» Task 1
Copy a passage from the SQL forum thread word for word, beginning at the words "Then the product_ids" and stopping after "and order_date? Thanks!".
» Task 2
In the SQL forum thread, which function does the asker name for aggregating the product IDs into an array column?
» Task 3
Continue the SQL forum thread from its last sentence.

Aggregate values into a new column while retaining the old column

22 Views Asked by At

Question

Say you have some simple data about some purchases:

user_id order_date product_id
001 mon 2e1
001 mon 44h
001 tues e6f
002 wed 6g3
002 wed 43m
003 wed k19
003 fri 9d5

And I need to aggregate the product IDs into an array column, e.g. using COLLECT_SET, grouping by user_id and order_date. HOWEVER I also wish to retain the product_id column, as so:

user_id order_date product_id product_ids
001 mon 2e1 ["2e1","44h"]
001 mon 44h ["2e1","44h"]
001 tues e6f ["e6f"]
002 wed 6g3 ["6g3","43m"]
002 wed 43m ["6g3","43m"]
003 wed k19 ["k19"]
003 fri 9d5 ["9d5"]

Problem

I can easily create the array column with the following query:

SELECT user_id, 
       order_date, 
       COLLECT_SET(product_id) AS product_ids
FROM table t
GROUP BY user_id, order_date

But that way I don't get the product_id column for every row, which I need.

Meanwhile if I include the product_id as so:

SELECT user_id,
       order_date, 
       product_id, 
       COLLECT_SET(product_id) AS product_ids
FROM table t
GROUP BY user_id, order_date, product_id

Then the product_ids column will always be an array of length one, ie:

user_id order_date product_id product_ids
001 mon 2e1 ["2e1"]
001 mon 44h ["44h"]

And of course if I exclude product_id from the GROUP BY then I get an error: "Expression not in GROUP BY key 'product_id"

Is it possible to do this in a single simple query, without e.g. creating a temp table and then joining them on user_id and order_date? Thanks!

1

There are 1 best solutions below

0
Zero On

The reason you're not getting the correct result is you're simply using the COLLECT_SET function on rows, grouping on all other columns (which would return the same table).

» Collected data

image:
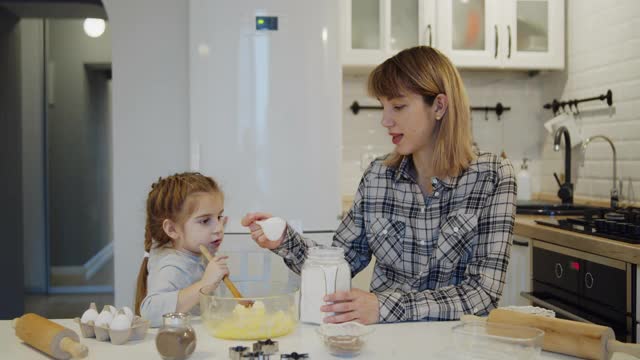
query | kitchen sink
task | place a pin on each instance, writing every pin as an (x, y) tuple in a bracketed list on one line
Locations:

» Exercise output 1
Then the product_ids column will always be an array of length one, ie:

user_id order_date product_id product_ids
001 mon 2e1 ["2e1"]
001 mon 44h ["44h"]

And of course if I exclude product_id from the GROUP BY then I get an error: "Expression not in GROUP BY key 'product_id"

Is it possible to do this in a single simple query, without e.g. creating a temp table and then joining them on user_id and order_date? Thanks!

» Exercise output 2
COLLECT_SET

» Exercise output 3
You can aggregate the table on user_id and order_date, and create an aggregate dataset. Then join the main table with this aggregated dataset based on those 2 columns and you'd get the expected result.

SELECT
    t1.user_id,
    t1.order_date, 
    t1.product_id, 
    t2.product_ids
FROM 
    table t1
LEFT JOIN (
    SELECT 
        user_id, 
        order_date, 
        COLLECT_SET(product_id) AS product_ids
    FROM 
        table t
    GROUP BY 
        user_id, order_date
) AS t2

Here's the query to do the same. First the main table, joined with the aggregate table, and the select table tables the COLLECT_SET result as product_ids column here.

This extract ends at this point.